● RECORDS SUPPLIED:
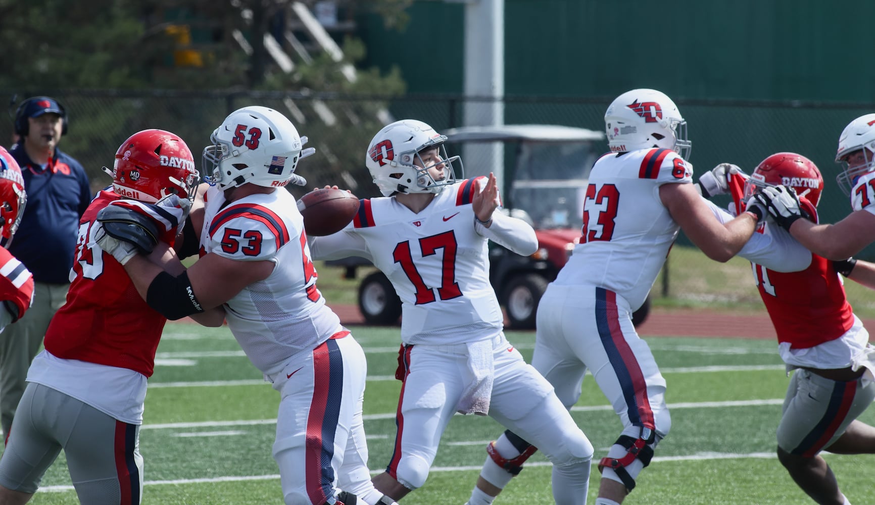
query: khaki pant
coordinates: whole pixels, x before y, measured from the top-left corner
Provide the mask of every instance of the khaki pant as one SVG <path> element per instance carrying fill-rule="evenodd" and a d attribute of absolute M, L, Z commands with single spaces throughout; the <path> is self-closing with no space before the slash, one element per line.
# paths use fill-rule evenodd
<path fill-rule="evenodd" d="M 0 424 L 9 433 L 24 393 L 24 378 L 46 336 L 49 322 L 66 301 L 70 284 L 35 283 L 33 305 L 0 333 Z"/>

● REQUIRED WORK: Revise the lines from the first one through the line containing "coordinates: whole pixels, x", replacing "khaki pant" with "khaki trousers" and keeping everything else the same. Omit the pictures from the output.

● RESPONSE:
query: khaki trousers
coordinates: whole pixels, x before y, measured from the top-left corner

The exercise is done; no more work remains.